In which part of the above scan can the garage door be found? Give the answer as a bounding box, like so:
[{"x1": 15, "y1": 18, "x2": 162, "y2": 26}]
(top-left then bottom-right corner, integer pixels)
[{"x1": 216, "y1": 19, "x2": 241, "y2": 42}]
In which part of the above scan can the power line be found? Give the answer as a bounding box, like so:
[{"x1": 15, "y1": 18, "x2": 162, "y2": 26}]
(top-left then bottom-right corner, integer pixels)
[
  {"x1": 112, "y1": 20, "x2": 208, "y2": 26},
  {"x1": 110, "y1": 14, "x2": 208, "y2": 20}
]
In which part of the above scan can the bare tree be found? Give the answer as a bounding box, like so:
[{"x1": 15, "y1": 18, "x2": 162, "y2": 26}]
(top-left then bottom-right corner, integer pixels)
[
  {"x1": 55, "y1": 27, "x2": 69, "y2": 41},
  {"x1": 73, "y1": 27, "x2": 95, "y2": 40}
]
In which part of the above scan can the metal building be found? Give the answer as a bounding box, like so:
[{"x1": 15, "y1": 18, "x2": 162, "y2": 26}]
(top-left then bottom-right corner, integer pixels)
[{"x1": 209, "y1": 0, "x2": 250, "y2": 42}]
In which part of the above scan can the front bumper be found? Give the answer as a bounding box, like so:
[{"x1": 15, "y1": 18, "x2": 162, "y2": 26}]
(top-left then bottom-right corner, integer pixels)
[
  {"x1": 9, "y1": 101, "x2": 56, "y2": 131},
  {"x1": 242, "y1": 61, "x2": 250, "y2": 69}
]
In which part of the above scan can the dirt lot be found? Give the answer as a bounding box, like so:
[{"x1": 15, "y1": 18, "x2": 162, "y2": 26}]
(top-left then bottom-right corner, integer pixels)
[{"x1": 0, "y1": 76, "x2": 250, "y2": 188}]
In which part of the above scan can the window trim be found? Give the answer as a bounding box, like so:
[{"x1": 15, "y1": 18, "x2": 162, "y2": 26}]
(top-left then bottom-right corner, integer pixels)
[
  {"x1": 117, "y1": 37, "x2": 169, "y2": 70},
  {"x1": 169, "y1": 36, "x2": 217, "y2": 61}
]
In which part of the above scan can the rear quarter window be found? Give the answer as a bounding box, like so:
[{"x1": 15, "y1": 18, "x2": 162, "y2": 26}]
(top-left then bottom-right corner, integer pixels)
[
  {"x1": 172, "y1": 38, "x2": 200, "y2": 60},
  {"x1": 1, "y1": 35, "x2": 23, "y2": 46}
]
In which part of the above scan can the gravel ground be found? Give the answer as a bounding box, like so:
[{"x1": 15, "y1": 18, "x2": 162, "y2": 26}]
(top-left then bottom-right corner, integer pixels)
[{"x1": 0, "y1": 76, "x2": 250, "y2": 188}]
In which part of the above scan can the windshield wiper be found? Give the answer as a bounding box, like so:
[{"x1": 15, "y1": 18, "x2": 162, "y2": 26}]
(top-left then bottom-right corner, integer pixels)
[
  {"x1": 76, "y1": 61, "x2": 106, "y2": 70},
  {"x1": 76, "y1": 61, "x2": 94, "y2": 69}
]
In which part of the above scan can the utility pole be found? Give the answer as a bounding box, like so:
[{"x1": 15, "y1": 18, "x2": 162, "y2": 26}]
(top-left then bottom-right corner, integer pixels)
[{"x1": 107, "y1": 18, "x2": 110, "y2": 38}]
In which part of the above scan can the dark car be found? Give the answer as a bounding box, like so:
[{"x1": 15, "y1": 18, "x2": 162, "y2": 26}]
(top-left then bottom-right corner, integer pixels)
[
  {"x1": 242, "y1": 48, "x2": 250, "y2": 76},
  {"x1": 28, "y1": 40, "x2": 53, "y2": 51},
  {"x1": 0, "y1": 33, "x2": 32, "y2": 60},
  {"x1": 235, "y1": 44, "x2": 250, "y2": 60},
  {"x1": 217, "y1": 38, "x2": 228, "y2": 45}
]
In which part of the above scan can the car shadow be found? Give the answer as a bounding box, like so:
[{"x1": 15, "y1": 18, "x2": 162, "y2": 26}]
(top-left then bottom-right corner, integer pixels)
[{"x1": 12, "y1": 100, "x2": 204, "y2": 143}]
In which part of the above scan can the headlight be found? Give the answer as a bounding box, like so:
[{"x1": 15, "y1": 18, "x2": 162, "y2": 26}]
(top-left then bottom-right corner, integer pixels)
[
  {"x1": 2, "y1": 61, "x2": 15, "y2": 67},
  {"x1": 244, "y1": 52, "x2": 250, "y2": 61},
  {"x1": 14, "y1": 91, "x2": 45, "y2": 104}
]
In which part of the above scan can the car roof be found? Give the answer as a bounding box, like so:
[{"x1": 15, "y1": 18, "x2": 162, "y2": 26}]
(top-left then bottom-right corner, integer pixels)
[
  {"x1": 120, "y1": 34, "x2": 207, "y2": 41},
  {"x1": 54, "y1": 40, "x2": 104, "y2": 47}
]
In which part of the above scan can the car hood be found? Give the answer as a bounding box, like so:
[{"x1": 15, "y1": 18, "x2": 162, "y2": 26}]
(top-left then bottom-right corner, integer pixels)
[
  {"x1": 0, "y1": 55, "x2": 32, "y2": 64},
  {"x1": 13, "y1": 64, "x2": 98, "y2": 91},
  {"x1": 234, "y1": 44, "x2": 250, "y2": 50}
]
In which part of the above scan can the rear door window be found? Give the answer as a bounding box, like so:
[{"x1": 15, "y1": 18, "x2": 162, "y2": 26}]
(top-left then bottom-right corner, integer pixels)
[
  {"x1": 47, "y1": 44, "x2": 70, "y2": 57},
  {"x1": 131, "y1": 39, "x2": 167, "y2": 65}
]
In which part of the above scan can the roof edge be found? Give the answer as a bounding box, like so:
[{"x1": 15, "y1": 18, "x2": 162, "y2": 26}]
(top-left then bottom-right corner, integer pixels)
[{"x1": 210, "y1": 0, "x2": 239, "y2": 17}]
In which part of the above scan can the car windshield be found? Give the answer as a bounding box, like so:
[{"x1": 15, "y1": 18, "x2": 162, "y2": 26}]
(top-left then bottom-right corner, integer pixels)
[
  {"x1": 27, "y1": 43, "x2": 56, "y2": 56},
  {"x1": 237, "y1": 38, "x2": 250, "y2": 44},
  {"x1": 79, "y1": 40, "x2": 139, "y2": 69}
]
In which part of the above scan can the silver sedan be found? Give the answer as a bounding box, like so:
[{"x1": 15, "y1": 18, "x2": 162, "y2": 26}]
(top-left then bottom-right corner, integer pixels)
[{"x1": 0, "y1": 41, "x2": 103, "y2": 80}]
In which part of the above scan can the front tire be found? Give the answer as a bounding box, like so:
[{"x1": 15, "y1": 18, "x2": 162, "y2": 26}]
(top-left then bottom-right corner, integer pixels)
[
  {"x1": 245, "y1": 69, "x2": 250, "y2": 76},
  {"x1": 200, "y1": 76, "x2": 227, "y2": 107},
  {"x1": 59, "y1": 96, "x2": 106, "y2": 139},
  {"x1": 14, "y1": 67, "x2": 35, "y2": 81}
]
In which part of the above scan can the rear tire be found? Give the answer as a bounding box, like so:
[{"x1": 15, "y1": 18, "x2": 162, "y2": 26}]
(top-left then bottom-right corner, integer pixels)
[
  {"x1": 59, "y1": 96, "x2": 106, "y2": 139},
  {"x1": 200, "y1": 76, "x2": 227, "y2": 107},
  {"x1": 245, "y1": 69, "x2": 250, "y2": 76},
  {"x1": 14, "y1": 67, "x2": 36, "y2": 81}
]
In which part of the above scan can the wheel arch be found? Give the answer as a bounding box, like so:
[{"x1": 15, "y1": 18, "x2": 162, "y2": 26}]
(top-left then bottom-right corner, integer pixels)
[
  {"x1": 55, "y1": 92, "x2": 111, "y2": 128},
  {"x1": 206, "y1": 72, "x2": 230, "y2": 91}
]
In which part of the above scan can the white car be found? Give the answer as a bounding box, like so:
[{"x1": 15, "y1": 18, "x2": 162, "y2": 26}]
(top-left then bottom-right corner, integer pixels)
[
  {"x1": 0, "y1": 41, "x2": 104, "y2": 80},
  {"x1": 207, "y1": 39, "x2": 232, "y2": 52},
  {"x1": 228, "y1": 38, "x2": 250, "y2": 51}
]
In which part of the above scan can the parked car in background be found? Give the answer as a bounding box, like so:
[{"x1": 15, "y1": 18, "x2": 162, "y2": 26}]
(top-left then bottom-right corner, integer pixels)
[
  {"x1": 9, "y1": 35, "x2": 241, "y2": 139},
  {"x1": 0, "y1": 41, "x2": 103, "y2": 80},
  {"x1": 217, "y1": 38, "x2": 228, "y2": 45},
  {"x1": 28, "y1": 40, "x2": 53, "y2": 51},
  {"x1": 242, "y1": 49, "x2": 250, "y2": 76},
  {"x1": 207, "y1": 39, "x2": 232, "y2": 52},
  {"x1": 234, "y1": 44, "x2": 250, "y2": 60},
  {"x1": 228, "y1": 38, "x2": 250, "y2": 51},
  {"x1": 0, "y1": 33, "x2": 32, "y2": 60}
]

+ + + + +

Find the line with "In which part of the above scan can the wheel" in the listing above, then write out that line and each remaining line exactly, with no other text.

In which part of the above scan can the wheel arch be found? Give the answer as a bounding box, like so:
[{"x1": 15, "y1": 18, "x2": 162, "y2": 26}]
(top-left then bottom-right corner, integer pixels)
[
  {"x1": 55, "y1": 92, "x2": 111, "y2": 128},
  {"x1": 206, "y1": 72, "x2": 230, "y2": 91}
]
In which part of the above scan can the white car be found? Give the answer as a bounding box, like so:
[{"x1": 15, "y1": 18, "x2": 162, "y2": 26}]
(top-left then bottom-right corner, integer pixels)
[
  {"x1": 0, "y1": 41, "x2": 104, "y2": 80},
  {"x1": 207, "y1": 39, "x2": 232, "y2": 52},
  {"x1": 228, "y1": 38, "x2": 250, "y2": 51}
]
In which part of the above scan can the parked car in background be found? Give the answer as a bounding box, like so:
[{"x1": 15, "y1": 18, "x2": 162, "y2": 26}]
(top-left then bottom-right corner, integer pixels)
[
  {"x1": 9, "y1": 35, "x2": 241, "y2": 139},
  {"x1": 0, "y1": 41, "x2": 103, "y2": 80},
  {"x1": 217, "y1": 38, "x2": 228, "y2": 45},
  {"x1": 28, "y1": 40, "x2": 53, "y2": 51},
  {"x1": 242, "y1": 49, "x2": 250, "y2": 76},
  {"x1": 207, "y1": 39, "x2": 232, "y2": 52},
  {"x1": 234, "y1": 44, "x2": 250, "y2": 60},
  {"x1": 228, "y1": 38, "x2": 250, "y2": 51},
  {"x1": 0, "y1": 33, "x2": 32, "y2": 60}
]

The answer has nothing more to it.